### Supplied information

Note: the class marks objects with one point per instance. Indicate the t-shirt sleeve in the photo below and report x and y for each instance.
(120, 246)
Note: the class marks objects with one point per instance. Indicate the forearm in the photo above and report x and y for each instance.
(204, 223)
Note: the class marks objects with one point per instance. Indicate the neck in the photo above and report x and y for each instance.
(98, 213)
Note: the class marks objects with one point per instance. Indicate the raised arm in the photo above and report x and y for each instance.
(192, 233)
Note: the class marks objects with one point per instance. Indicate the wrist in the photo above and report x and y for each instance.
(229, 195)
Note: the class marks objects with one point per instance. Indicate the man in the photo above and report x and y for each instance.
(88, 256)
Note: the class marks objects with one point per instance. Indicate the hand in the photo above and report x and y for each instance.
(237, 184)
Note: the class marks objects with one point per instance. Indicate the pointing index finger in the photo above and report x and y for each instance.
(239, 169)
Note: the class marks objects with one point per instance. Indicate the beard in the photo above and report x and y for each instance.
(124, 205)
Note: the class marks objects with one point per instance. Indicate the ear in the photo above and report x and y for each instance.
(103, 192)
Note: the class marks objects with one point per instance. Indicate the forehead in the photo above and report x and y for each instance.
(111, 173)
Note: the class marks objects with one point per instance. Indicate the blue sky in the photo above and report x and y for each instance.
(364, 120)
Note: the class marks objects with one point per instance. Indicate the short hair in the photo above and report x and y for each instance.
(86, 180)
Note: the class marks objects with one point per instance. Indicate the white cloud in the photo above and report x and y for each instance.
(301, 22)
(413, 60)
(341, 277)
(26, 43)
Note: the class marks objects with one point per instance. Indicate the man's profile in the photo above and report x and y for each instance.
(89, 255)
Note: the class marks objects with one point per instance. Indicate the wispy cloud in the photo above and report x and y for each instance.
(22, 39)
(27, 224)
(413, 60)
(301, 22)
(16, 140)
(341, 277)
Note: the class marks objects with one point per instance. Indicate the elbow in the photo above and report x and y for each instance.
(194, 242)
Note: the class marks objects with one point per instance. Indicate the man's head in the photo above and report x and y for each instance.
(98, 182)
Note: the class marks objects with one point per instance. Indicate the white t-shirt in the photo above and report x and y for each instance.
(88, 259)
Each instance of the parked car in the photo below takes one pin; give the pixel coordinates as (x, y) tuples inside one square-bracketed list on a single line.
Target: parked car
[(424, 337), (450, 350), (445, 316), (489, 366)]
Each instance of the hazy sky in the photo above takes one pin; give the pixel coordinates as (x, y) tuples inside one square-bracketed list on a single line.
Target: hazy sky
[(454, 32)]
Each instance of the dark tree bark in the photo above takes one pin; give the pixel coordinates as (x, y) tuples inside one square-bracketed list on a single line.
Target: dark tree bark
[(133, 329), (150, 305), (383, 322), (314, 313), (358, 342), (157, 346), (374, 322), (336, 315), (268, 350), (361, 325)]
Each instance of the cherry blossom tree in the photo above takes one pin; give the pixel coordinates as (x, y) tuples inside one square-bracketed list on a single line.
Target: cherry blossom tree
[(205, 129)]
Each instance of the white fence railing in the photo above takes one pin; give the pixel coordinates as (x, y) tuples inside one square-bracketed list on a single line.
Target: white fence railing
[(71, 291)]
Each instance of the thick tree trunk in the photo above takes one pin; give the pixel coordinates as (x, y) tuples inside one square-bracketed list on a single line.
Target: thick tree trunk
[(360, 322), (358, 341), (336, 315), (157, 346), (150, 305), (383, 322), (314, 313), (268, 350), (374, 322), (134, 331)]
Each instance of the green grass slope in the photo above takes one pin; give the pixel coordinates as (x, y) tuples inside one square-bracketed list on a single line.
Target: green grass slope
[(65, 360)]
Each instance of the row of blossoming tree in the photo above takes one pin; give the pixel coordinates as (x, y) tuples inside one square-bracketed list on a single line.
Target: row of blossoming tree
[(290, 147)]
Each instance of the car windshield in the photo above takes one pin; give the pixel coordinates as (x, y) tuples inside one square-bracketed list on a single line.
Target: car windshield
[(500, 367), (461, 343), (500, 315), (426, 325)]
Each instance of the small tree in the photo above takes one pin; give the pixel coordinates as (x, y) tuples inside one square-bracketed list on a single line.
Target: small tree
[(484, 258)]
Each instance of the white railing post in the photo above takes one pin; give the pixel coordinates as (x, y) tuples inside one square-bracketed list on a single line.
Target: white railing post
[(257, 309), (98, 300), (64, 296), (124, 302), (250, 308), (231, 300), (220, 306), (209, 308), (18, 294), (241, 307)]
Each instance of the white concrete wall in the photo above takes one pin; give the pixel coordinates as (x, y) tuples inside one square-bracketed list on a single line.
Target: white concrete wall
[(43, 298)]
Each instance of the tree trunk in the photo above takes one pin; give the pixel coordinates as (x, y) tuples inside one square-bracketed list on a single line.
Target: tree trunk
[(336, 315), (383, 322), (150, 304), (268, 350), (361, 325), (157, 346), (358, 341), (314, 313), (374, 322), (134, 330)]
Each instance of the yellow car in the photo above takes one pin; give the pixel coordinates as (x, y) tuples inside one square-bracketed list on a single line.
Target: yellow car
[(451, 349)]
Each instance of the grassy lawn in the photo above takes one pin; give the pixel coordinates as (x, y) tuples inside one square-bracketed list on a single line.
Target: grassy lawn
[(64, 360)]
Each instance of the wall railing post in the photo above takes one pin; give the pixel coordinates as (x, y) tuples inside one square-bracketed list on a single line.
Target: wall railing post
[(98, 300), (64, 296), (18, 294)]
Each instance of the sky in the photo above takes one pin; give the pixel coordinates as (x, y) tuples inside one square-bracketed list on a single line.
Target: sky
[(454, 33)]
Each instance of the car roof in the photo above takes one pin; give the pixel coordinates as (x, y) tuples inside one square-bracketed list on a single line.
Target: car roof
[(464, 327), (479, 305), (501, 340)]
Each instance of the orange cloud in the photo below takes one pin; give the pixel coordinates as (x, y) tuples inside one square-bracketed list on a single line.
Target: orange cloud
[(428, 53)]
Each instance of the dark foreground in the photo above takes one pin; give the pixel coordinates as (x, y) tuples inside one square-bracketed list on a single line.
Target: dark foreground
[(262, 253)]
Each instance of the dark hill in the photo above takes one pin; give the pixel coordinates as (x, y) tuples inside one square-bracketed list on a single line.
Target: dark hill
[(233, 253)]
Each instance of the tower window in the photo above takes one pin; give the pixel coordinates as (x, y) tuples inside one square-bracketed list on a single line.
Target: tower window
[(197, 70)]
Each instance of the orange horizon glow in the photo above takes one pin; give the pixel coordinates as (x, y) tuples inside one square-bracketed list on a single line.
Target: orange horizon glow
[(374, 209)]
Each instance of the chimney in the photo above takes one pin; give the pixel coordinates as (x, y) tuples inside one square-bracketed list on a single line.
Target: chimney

### What is expected
Copy out every one of the records above word for word, leaving nothing out.

### Answer for the task
Note: the class marks objects with one point per instance. Indicate the t-shirt sleeve in the photo below and report x and y for each instance.
(120, 246)
Note: the class marks objects with one point per instance. Indicate the forearm in the photo above and report x and y for each instance.
(204, 223)
Note: the class marks objects with one point per instance. Indicate the neck in the photo above and report x and y for each instance.
(98, 213)
Note: the class marks objects with one point per instance. Indicate the raised arm in the photo above and report x and y for each instance.
(192, 233)
Note: the class marks objects with one point per instance. Indicate the wrist in the photo above and report x and y for each instance.
(229, 195)
Note: the class marks objects with one point per instance. Indicate the man in the photo above and report x and y for each instance.
(88, 256)
Note: the class marks objects with one point per instance. Indicate the hand in the photo above and report x and y for each instance.
(237, 184)
Note: the class marks objects with one point per instance. Indicate the pointing index finger in the photo above and report x and y for each instance.
(239, 169)
Note: the class marks objects with one point per instance. Indicate the beard in the photo above and report x and y for each instance.
(124, 205)
Note: the class marks objects with one point per instance. Indicate the ear in the photo above and report x and y for each instance.
(103, 192)
Note: the class marks objects with one point per instance. Indicate the forehead in the photo above and report x and y for each instance.
(111, 173)
Note: the class marks objects with one point per instance. Indicate the blue sky in the photo above and report x and y for each instance.
(364, 120)
Note: the class marks objects with one point per instance. Indicate the short hair in the photo above and report x and y for each instance.
(86, 180)
Note: the class marks objects with one point per instance. Indicate the white cloud in the photo above and report x and y for each instance.
(301, 22)
(413, 60)
(341, 277)
(26, 43)
Note: the class marks objects with one point per instance. Indicate the man's profile in the photo above and report x and y for each instance.
(89, 255)
Note: the class marks objects with one point per instance. Indicate the wispy cloud in the photo above and report x and y for each instance.
(22, 39)
(27, 224)
(413, 60)
(301, 22)
(16, 140)
(341, 277)
Note: the class marks objects with one point per instance. Indicate the elbow in the photo above and report x and y for each instance.
(194, 242)
Note: the class marks objects with one point per instance. Indicate the man's head in the photo above and report x and y for each instance.
(98, 182)
Note: the class marks objects with one point per instance. Indicate the white t-shirt in the photo above and report x and y for each instance.
(88, 259)
Each instance of the parked car in the photo below takes one pin; give the pixel coordinates as (x, y) tuples inside one square-bracketed list on a single line.
Target: parked car
[(424, 337), (450, 350), (445, 316), (489, 366)]
Each instance of the hazy sky in the photo above takes one pin; give the pixel coordinates as (x, y) tuples inside one square-bracketed list on a single line.
Target: hazy sky
[(454, 32)]
Each instance of the dark tree bark in the photo above takes one pin; give the pixel coordinates as (x, y) tuples inside one square-bracketed list on a single line.
Target: dark tree bark
[(133, 329), (150, 305), (383, 322), (314, 313), (358, 342), (157, 346), (374, 322), (336, 315), (268, 350), (361, 325)]
Each instance of the cherry blossom tree in the photo above takes one pin; give the pixel coordinates as (x, y) tuples inside one square-bracketed list on a single line.
Target: cherry blossom tree
[(205, 129)]
Each instance of the white fence railing in the photo above takes one pin; give the pixel coordinates as (x, y) tuples inside one square-bracketed list on a single line.
Target: white fence railing
[(71, 291)]
Each instance of the thick tree trunk in the photo above takes one pin; give the pixel coordinates as (x, y) tuples inside one square-bracketed list on a single line.
Target: thick tree trunk
[(360, 322), (358, 341), (336, 315), (157, 346), (150, 305), (383, 322), (314, 313), (268, 350), (374, 322), (134, 331)]
Each instance of the green grass slope in the photo above takes one pin; give the pixel coordinates as (x, y) tuples inside one square-bracketed list on a single line.
Target: green grass slope
[(65, 360)]
Each instance of the row of blossoming tree in the photo above takes one pin; give the pixel coordinates as (x, y) tuples inside one square-bracketed list on a single line.
Target: row of blossoming tree
[(290, 147)]
Each instance of the car windshield in the photo above takes one pin; give the pixel coordinates as (x, y) tuples inside one square-bracketed list on a single line.
Target: car windshield
[(500, 367), (461, 343), (500, 315), (426, 325)]
Each instance of the small tree in the photo above takes one pin; give the pixel coordinates as (x, y) tuples inside one square-bracketed list on a single line.
Target: small tree
[(484, 258)]
Each instance of the white railing post in the photo above takes one pin; give the pixel coordinates as (x, y) tuples inside one square-bracketed list on a single line.
Target: white railing post
[(257, 309), (98, 300), (64, 296), (124, 302), (250, 308), (231, 300), (220, 306), (209, 308), (18, 294), (241, 307)]
Each instance of the white concrete wall in the photo above takes one pin; give the pixel coordinates as (x, y) tuples inside one square-bracketed list on a single line.
Target: white concrete wall
[(43, 298)]
Each instance of the tree trunk in the photo above takes one pin; give the pixel coordinates as (x, y) tuples inside one square-bracketed list on a single line.
Target: tree trunk
[(336, 315), (383, 322), (150, 304), (268, 350), (361, 325), (157, 346), (358, 341), (314, 313), (374, 322), (134, 330)]
Each instance of the yellow car in the photo above takes one pin; give the pixel coordinates as (x, y) tuples inside one square-bracketed list on a single line.
Target: yellow car
[(451, 349)]
Each instance of the grassy lawn in the photo above takes one pin; give the pixel coordinates as (x, y) tuples inside one square-bracketed list on a single line.
Target: grassy lawn
[(64, 360)]
Each instance of the wall railing post in the photo above takes one pin; give the pixel coordinates as (x, y) tuples inside one square-bracketed list on a single line.
Target: wall railing post
[(98, 300), (64, 296), (18, 294)]
Each instance of the sky in the photo above takes one pin; give the pixel coordinates as (x, y) tuples inside one square-bracketed list on a single line.
Target: sky
[(454, 33)]
Each instance of the car roof in the photo above takes one pin; give the pixel coordinates as (x, y) tuples inside one square-bracketed list on a single line.
Target: car roof
[(464, 327), (479, 305), (501, 340)]
Each instance of the orange cloud in the photo below takes one pin; give the pixel coordinates as (x, y) tuples inside one square-bracketed list on a single line.
Target: orange cloud
[(428, 53)]
Each instance of the dark foreground in the photo above takes one pin; give the pixel coordinates as (x, y) tuples inside one square-bracketed list on a single line.
Target: dark foreground
[(262, 253)]
Each instance of the dark hill in the photo above takes one pin; give the pixel coordinates as (x, y) tuples inside one square-bracketed list on a single line.
Target: dark hill
[(233, 253)]
Each instance of the tower window in the photo above takes one pin; give the pixel coordinates as (x, y) tuples inside one square-bracketed list on a single line.
Target: tower window
[(197, 70)]
Each instance of the orange horizon glow in the photo above takes one pin; give the pixel coordinates as (x, y) tuples inside one square-bracketed list on a single line.
Target: orange horizon glow
[(374, 209)]
Each instance of the chimney in the photo above takes one pin; give the pixel coordinates as (x, y) tuples inside one square-bracketed list on a single line.
Target: chimney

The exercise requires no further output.